• **Directions**
Copy every one of the following records word for word, keeping each line and character unchanged.

---- Source records

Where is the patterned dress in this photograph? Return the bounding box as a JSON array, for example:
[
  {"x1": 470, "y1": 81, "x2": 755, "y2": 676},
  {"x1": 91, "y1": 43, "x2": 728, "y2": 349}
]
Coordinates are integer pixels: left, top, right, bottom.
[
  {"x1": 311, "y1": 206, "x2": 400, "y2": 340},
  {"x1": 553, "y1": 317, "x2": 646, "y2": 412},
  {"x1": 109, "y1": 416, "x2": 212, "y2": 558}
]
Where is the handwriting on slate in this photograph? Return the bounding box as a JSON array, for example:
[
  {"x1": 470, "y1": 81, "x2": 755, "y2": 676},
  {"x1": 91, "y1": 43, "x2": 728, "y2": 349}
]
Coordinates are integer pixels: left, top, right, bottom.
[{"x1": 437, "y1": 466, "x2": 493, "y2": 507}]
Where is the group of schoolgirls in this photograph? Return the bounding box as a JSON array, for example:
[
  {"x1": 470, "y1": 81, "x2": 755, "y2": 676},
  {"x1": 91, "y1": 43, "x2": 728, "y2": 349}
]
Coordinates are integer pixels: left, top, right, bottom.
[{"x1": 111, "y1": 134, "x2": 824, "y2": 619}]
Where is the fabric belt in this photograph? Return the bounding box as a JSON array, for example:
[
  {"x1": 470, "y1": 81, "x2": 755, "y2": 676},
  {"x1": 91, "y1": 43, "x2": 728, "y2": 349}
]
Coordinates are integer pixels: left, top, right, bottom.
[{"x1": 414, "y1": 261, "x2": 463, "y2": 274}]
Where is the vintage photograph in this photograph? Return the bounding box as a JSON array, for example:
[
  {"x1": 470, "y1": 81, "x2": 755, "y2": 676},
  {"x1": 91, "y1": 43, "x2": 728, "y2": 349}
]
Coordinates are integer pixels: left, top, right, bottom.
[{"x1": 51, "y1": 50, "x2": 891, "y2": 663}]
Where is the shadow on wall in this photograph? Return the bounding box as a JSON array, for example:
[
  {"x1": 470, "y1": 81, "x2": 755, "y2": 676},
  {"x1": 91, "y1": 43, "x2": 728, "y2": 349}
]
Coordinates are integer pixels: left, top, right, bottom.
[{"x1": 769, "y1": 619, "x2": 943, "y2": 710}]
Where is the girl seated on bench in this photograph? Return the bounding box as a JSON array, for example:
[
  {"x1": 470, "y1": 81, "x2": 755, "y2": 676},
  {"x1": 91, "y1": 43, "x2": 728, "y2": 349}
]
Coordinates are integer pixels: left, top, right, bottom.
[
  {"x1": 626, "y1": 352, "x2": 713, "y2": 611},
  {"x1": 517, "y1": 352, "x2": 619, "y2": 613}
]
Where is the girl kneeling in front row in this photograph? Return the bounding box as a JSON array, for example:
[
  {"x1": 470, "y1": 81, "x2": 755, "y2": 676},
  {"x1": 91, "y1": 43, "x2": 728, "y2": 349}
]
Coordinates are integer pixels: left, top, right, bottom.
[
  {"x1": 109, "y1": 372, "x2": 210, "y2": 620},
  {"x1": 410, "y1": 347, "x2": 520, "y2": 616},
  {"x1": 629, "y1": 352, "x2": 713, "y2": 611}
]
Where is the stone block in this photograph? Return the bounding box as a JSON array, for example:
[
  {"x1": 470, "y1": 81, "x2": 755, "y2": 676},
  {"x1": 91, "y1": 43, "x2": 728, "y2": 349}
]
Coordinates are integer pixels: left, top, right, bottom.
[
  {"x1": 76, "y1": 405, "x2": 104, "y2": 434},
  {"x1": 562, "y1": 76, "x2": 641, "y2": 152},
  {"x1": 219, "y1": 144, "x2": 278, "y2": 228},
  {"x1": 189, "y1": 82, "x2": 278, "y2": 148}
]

--------

• **Result below**
Where is the patterned dress in this photograph? Return the bounding box as a JSON array, for example:
[
  {"x1": 470, "y1": 81, "x2": 755, "y2": 676},
  {"x1": 91, "y1": 43, "x2": 728, "y2": 349}
]
Coordinates are integer pixels: left, top, right, bottom.
[
  {"x1": 311, "y1": 206, "x2": 400, "y2": 340},
  {"x1": 553, "y1": 317, "x2": 646, "y2": 412},
  {"x1": 109, "y1": 416, "x2": 212, "y2": 558}
]
Where is the handwriting on slate in this photograph? Return the bounding box as a JSON array, for example:
[
  {"x1": 470, "y1": 81, "x2": 755, "y2": 676},
  {"x1": 91, "y1": 43, "x2": 728, "y2": 349}
]
Coordinates are integer pixels: left, top, right, bottom.
[{"x1": 437, "y1": 466, "x2": 493, "y2": 507}]
Where is the group of schoolgirls in this photograph? Return the bounding box as a JSON array, for example:
[
  {"x1": 470, "y1": 81, "x2": 755, "y2": 676},
  {"x1": 91, "y1": 43, "x2": 728, "y2": 349}
]
Coordinates are integer pixels: left, top, right, bottom.
[{"x1": 111, "y1": 134, "x2": 824, "y2": 619}]
Where is the fabric belt in this photograph? Return the bounding box as a JSON array, for example:
[
  {"x1": 470, "y1": 81, "x2": 755, "y2": 676},
  {"x1": 91, "y1": 43, "x2": 728, "y2": 349}
]
Coordinates are integer pixels: left, top, right, bottom.
[{"x1": 414, "y1": 261, "x2": 463, "y2": 274}]
Where is the vintage photograph in this photograph? Return the bounding box as a JSON array, for example:
[
  {"x1": 470, "y1": 81, "x2": 755, "y2": 676},
  {"x1": 91, "y1": 43, "x2": 728, "y2": 349}
]
Coordinates are integer pixels: left, top, right, bottom.
[{"x1": 51, "y1": 50, "x2": 891, "y2": 663}]
Where is the shadow on wall in this photograph? Return the bounding box as a JSON array, for example:
[
  {"x1": 470, "y1": 81, "x2": 755, "y2": 676},
  {"x1": 91, "y1": 43, "x2": 728, "y2": 349}
]
Coordinates are integer pixels: left, top, right, bottom.
[{"x1": 769, "y1": 619, "x2": 943, "y2": 710}]
Where is the girl seated on bench in this photograph? Return the bounding box as a JSON array, for example:
[
  {"x1": 470, "y1": 81, "x2": 755, "y2": 676},
  {"x1": 91, "y1": 43, "x2": 728, "y2": 349}
]
Coordinates are integer pixels: left, top, right, bottom.
[
  {"x1": 626, "y1": 352, "x2": 713, "y2": 611},
  {"x1": 517, "y1": 352, "x2": 619, "y2": 613}
]
Where is the girl kneeling in front row in this photograph? Return the bounding box as a JSON array, for example:
[
  {"x1": 470, "y1": 81, "x2": 755, "y2": 676},
  {"x1": 91, "y1": 43, "x2": 728, "y2": 349}
]
Coordinates are integer pixels: left, top, right, bottom.
[
  {"x1": 109, "y1": 372, "x2": 210, "y2": 620},
  {"x1": 410, "y1": 347, "x2": 520, "y2": 616},
  {"x1": 629, "y1": 352, "x2": 713, "y2": 611}
]
Where is the stone block in this photograph? Return the bounding box as a JSON array, for example:
[
  {"x1": 470, "y1": 81, "x2": 755, "y2": 676},
  {"x1": 91, "y1": 43, "x2": 728, "y2": 349}
]
Coordinates are integer pixels: left, top, right, bottom.
[
  {"x1": 76, "y1": 405, "x2": 104, "y2": 434},
  {"x1": 562, "y1": 76, "x2": 641, "y2": 152},
  {"x1": 219, "y1": 144, "x2": 278, "y2": 228},
  {"x1": 189, "y1": 82, "x2": 278, "y2": 148}
]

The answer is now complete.